Data for this task: Begin
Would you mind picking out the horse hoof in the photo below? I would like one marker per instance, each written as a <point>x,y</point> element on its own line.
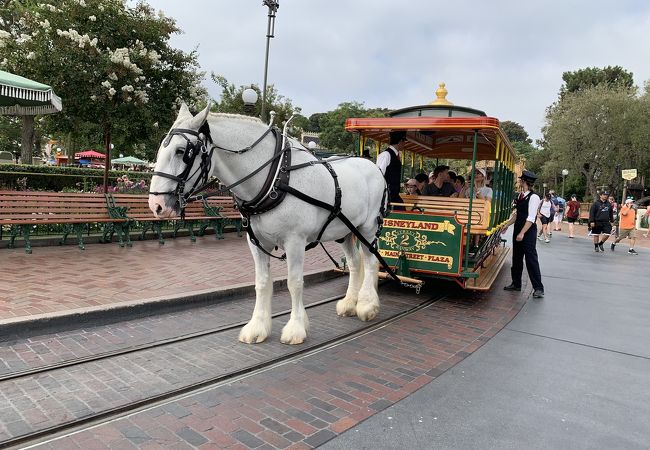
Data for this task: End
Data for this task: Begin
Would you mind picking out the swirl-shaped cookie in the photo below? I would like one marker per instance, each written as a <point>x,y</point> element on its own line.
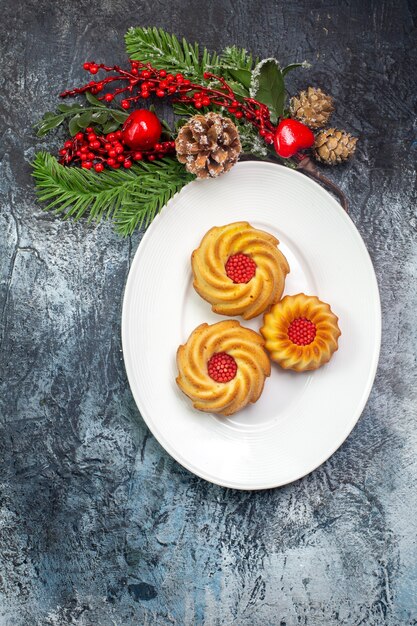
Data for this task: End
Data for this task: Begin
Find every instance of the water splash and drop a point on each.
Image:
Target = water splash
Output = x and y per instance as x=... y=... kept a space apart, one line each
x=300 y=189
Data for this task: End
[Task goal]: Output only the count of lines in the data containing "marker".

[Reply]: 2